:: Excerpt provided ::
--------------------------------

While we walked the bikes, I mentioned that the bike was a little bigger than the ones I had ridden years before. He asked me what kind I'd ridden, and I told him I didn't know but that they were smaller and that I had rented them on the island of Cozumel. He stopped pushing his bike and stared at me. "You mean a motor scooter?" he asked. His English has no accent, by the way. He learned to speak while he lived in the United States. I answered, "I guess." He shook his head, and said, "Well, my friend's sister used to ride this one, so I guess you can, too." I wasn't sure if he was making a joke or not. He does have a sense of humor. When we got to the vacant lot, it wasn't completely vacant. There were a half a dozen skate boarders racing around and jumping up and catching their boards and doing that stuff that skate boarders do. One end of the lot was sloped up, and the skate boarders congregated there. On each side of the lot were tall, shabby buildings with the typical graffiti written in black and red on the walls. There was a lady halfway out her window resting a drink on the sill and watching the goings-on in the neighborhood.

--------------------------------

:: Data supplied ::

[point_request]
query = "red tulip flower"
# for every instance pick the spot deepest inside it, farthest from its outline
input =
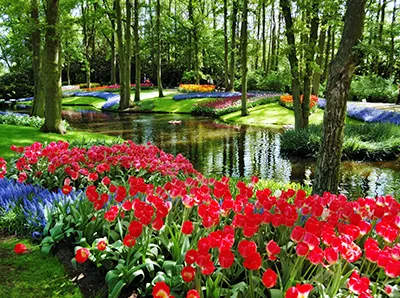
(19, 248)
(161, 290)
(269, 278)
(193, 294)
(82, 254)
(187, 227)
(188, 273)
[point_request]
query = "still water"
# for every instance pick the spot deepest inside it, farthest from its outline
(233, 150)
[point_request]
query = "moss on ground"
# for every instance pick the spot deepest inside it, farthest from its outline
(32, 274)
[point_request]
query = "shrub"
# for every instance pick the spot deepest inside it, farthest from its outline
(373, 89)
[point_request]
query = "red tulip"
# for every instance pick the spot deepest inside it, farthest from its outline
(19, 248)
(82, 254)
(269, 278)
(188, 273)
(187, 227)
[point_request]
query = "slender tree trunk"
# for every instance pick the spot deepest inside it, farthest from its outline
(233, 45)
(309, 57)
(340, 76)
(392, 36)
(244, 112)
(226, 48)
(258, 19)
(317, 74)
(121, 54)
(113, 53)
(38, 97)
(264, 40)
(294, 62)
(128, 56)
(51, 69)
(273, 40)
(327, 50)
(159, 81)
(137, 52)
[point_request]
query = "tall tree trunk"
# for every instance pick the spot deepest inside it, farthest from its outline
(317, 74)
(128, 56)
(51, 69)
(309, 57)
(159, 81)
(137, 52)
(258, 20)
(113, 52)
(294, 62)
(38, 97)
(273, 40)
(340, 76)
(243, 38)
(392, 36)
(327, 50)
(226, 49)
(264, 40)
(233, 45)
(121, 54)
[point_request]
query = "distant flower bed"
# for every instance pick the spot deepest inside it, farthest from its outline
(207, 95)
(225, 105)
(29, 202)
(70, 88)
(116, 88)
(196, 88)
(286, 100)
(368, 114)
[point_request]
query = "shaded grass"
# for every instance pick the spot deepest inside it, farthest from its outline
(274, 114)
(168, 105)
(365, 141)
(23, 136)
(32, 274)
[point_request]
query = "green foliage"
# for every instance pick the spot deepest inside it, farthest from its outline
(32, 274)
(34, 121)
(361, 142)
(373, 88)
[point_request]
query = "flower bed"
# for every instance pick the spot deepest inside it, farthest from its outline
(286, 100)
(155, 223)
(368, 114)
(196, 88)
(221, 106)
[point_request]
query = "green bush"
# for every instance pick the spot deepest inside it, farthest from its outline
(380, 141)
(373, 89)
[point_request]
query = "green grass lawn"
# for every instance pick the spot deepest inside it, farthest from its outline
(273, 114)
(23, 136)
(32, 274)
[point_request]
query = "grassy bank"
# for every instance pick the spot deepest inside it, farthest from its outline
(32, 274)
(23, 136)
(380, 141)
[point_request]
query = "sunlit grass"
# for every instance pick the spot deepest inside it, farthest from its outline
(23, 136)
(32, 274)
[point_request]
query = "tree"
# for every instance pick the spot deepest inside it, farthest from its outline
(244, 111)
(137, 52)
(38, 97)
(52, 70)
(340, 76)
(159, 80)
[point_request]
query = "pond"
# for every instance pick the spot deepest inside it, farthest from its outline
(219, 149)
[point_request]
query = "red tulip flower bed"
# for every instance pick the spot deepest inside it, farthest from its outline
(156, 225)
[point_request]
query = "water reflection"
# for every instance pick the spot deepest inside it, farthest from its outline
(236, 151)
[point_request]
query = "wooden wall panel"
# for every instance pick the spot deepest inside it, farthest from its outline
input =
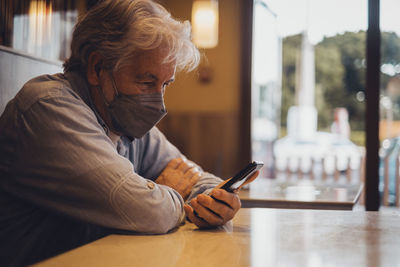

--------------------------------

:: Task brief ::
Answer these questions from the bike-riding excerpt above:
1. On which island had the narrator rented bikes years before?
2. How many skate boarders were in the vacant lot?
3. In what colors was the graffiti on the building walls written?

:: The response ::
1. Cozumel
2. Half a dozen
3. Black and red